▶ _Task description_
Reproduce every line of the records below verbatim, without changing anything.
--------------------------------
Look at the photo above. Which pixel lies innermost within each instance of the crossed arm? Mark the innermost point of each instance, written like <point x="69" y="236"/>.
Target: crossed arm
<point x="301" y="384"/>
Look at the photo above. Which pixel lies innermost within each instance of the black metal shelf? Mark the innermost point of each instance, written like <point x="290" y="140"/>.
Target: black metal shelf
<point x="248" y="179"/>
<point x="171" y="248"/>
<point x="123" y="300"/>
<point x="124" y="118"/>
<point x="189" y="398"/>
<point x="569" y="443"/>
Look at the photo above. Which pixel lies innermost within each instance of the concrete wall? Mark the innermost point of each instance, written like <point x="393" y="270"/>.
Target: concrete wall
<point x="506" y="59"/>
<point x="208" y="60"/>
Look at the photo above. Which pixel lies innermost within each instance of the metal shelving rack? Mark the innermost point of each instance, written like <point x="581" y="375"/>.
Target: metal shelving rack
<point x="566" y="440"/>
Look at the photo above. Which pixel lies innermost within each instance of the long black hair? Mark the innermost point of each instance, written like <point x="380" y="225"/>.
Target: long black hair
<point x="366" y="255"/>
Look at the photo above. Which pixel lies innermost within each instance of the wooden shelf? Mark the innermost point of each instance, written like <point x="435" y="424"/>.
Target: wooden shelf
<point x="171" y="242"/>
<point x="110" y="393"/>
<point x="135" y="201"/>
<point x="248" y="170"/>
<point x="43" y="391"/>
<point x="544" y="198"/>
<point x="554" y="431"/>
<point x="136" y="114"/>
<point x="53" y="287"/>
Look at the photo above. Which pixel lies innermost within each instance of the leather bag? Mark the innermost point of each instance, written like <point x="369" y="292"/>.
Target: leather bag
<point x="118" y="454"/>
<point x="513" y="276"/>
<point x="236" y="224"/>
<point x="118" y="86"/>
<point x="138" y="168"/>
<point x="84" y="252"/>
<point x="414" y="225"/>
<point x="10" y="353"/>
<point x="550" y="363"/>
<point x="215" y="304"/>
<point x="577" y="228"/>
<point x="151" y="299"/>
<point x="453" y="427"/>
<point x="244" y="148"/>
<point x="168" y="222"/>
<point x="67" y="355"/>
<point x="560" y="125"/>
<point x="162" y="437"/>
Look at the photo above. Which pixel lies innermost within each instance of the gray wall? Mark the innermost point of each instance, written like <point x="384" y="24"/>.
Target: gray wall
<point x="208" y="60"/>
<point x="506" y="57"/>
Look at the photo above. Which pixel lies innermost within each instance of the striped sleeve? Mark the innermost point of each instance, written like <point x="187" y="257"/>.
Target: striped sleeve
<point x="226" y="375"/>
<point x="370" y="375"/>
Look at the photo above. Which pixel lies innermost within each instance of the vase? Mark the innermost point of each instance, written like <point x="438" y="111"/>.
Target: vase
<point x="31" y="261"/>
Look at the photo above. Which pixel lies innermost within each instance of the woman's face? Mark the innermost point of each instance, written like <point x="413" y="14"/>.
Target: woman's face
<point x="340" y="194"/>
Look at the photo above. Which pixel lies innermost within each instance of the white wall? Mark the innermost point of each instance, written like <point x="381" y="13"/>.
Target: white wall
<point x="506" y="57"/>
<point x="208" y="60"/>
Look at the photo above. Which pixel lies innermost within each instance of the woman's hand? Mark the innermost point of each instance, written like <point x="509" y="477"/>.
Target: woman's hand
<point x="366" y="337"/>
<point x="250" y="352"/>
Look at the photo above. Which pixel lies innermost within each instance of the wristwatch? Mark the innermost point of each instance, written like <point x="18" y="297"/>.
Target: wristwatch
--------------------------------
▶ _Solution to this problem_
Look at the photo above. Which pixel lies innermost within each instance of the crossed arm? Mark the innermost point of each instance, written like <point x="69" y="236"/>.
Target: crossed arm
<point x="301" y="384"/>
Look at the photo above. Which pixel lies innermost within each instance of the black metal shelf? Mark the innermost point of each instance, written like <point x="290" y="140"/>.
Target: black metal shelf
<point x="248" y="179"/>
<point x="171" y="248"/>
<point x="123" y="300"/>
<point x="124" y="118"/>
<point x="189" y="398"/>
<point x="569" y="443"/>
Look at the photo above. Which pixel lies innermost within each instance of the concrete wall? Mark the innermost point of each instance, written like <point x="393" y="270"/>.
Target: concrete wall
<point x="506" y="59"/>
<point x="208" y="60"/>
Look at the photo above. Which pixel lies innermost within each instance of the metal shelving rack? Mark the innermost point of each instance, written like <point x="581" y="375"/>.
Target: metal shelving rack
<point x="566" y="440"/>
Look at the photo above. Which pixel lies innermost within each instance of the long black hair? Mark the innermost point of each instance, written like <point x="380" y="225"/>.
Target: long black hair
<point x="366" y="255"/>
Look at the photo above. Which pixel lies innermost within each instance of the wooden shelf? Mark the innermost point of each instance, written like <point x="435" y="424"/>.
Target: wooden shelf
<point x="171" y="242"/>
<point x="110" y="393"/>
<point x="135" y="201"/>
<point x="248" y="170"/>
<point x="43" y="391"/>
<point x="544" y="198"/>
<point x="554" y="431"/>
<point x="136" y="114"/>
<point x="53" y="287"/>
Look at the photo above. Which pixel lies innermost within each instance of the leather bag? Mark the innermost point of each instance, written like <point x="369" y="292"/>.
Target: leather bag
<point x="118" y="454"/>
<point x="513" y="276"/>
<point x="236" y="224"/>
<point x="118" y="86"/>
<point x="138" y="168"/>
<point x="84" y="252"/>
<point x="414" y="225"/>
<point x="10" y="353"/>
<point x="550" y="363"/>
<point x="215" y="304"/>
<point x="577" y="228"/>
<point x="151" y="299"/>
<point x="453" y="427"/>
<point x="244" y="148"/>
<point x="168" y="222"/>
<point x="67" y="355"/>
<point x="560" y="125"/>
<point x="162" y="437"/>
Look at the photo above. Which pixel lies innermost within each instance of the gray wall? Mark the innermost point of each instance, written like <point x="384" y="24"/>.
Target: gray wall
<point x="208" y="60"/>
<point x="506" y="57"/>
Look at the photo above. Which pixel lies innermost within each instance of the striped sleeve? Mark the innermost point of each instance, written like <point x="187" y="257"/>.
Target: striped sleeve
<point x="226" y="375"/>
<point x="370" y="375"/>
Look at the photo above. Which pixel lies innermost within each instance of the vase? Mark the innermost point of each instance, written like <point x="438" y="111"/>.
Target: vase
<point x="31" y="261"/>
Look at the photo above. Which pixel lies innermost within each instance of the woman's face? Mark the innermost point of each instance, written like <point x="413" y="14"/>.
Target: woman's face
<point x="340" y="194"/>
Look at the photo above. Which pixel lies innermost within each instance of the white wall? Mark the innermost point of each instance, written like <point x="381" y="13"/>.
Target: white wall
<point x="506" y="57"/>
<point x="208" y="60"/>
Look at the photo above. Which pixel lies innermost within each instance of the woman's hand? Mark the innermost point of each instance, written like <point x="509" y="477"/>.
Target: woman's hand
<point x="366" y="337"/>
<point x="250" y="352"/>
Look at the photo above. Which pixel lies innermost within each instance of the wristwatch? Mark the innermost point of each instance, written like <point x="18" y="297"/>.
Target: wristwatch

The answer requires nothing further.